Problem 1.
Using the account of Goddard's dream-foretold flight, answer each question below:
(a) What kind of aircraft did Gladstone say the crashed plane might have been?
(b) Who gave the dinner in Goddard's honor?
(c) Where did the Dakota captain crash-land the plane?
Problem 2.
Carry on the account of Goddard's dream-foretold flight, picking up after its final sentence.

Goddard smiled at the flustered officer. “I’m not
quite dead yet,” he said. “What made you think I was?”
Gladstone hesitated before replying but when he did, it
was with grim conviction. He told Goddard of a vivid and horrifying dream he had
experienced the previous night. Goddard, now quite interested, pressed Gladstone
for details, which the naval officer nervously supplied. In the dream, Goddard
and three British civilians-two men and a woman-were flying over a rocky shore,
off the coast of either China or Japan. It was evening, and they were flying
through a ghastly storm. They had just flown over the mountains when their plane
crashed.
“I watched it all happen,” Gladstone emphatically
confirmed. “You were killed.” Gladstone further stated that the crashed
aircraft was “an ordinary sort of transport passenger plane. Might have been a
Dakota.”
Later that evening, at a dinner the British Consul General
gave in honor of Goddard, the Air Marshal learned to his surprise and shock that
his military flight would also be taking civilian passengers, something not
usually done. Goddard had understood that it would be impossible that the plane
which had been assigned to take him to Tokyo could also ferry civilians, but
this now proved to be the case. There were three civilian passengers: the Consul
General, a journalist, and a young female stenographer-two men and a woman, all
British, exactly as reported in the dream-who would accompany him. Given the
dream, it is easy to understand why Goddard was especially reluctant to allow
the young woman to travel with him and face what he began to feel was certain
death in a plane crash.
Their plane was a Dakota transport-also as indicated in
the dream. It left Shanghai for Tokyo early the next morning. There was a
terrible flight through clouds, exactly as in the dream, some of it over the
mountains of Japan, again exactly as in the dream. The Dakota captain was forced
to crash-land his plane in the early evening during a snowstorm. He crashed on
the rocky, shingle shore on an island off the coast of Japan, again as in the
dream, but this time with one vital difference. Everyone survived.

Information shown.
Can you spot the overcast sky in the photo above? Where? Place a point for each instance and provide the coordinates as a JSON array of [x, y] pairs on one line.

Task result 1.
(a) A Dakota.
(b) The British Consul General.
(c) On the rocky, shingle shore on an island off the coast of Japan.

Task result 2.
As time went on, as with the flight over Drem Airfield,
Goddard could not get the event out of his mind. On January 2, 1947, about a
year after the crash, he wrote Gladstone and asked for more particulars
regarding the harrowing dream. In his letter he told the naval officer, “For
the next 48 hours I was quite convinced that I was going to die and wondered how
many unfortunate passengers would share the experience with me.”
Gladstone’s reply, dated January 30, 1947, stated in
part: “I am sorry to say that I am unable to fill in any details of the
dream…I clearly remember now what I remembered of my dream at the time: and
that was a conviction that YOU WERE DEAD…I have never made a point…of
recalling every detail of my dreams the instant I awake.” Gladstone thus
claimed to have remembered absolutely none of the details Goddard attributed to
him.
Both officers were of unimpeachable character and both
agreed that this was a precognitive experience. Why is there a vital difference
in their two accounts? There is the possibility that Gladstone related the
specific details of his dream to Goddard at the cocktail party and then later
forgot both the details and that he had told them to the Air Marshal.
In 1950, four years after the party, Goddard, still
disturbed by the event, wrote an article about the incident for the Saturday
Evening Post. The article, printed on May 26, 1951, was the first time the
story became public. Goddard did not use Gladstone’s real name or that of his
cruiser, but he did send a copy of the manuscript to the naval officer for
suggestion and comment before it was printed. Gladstone again stressed that he
had not remembered any of the specific details of his dream. Does that matter?
What matters are the awful power and certainty of the dream to the dreamer.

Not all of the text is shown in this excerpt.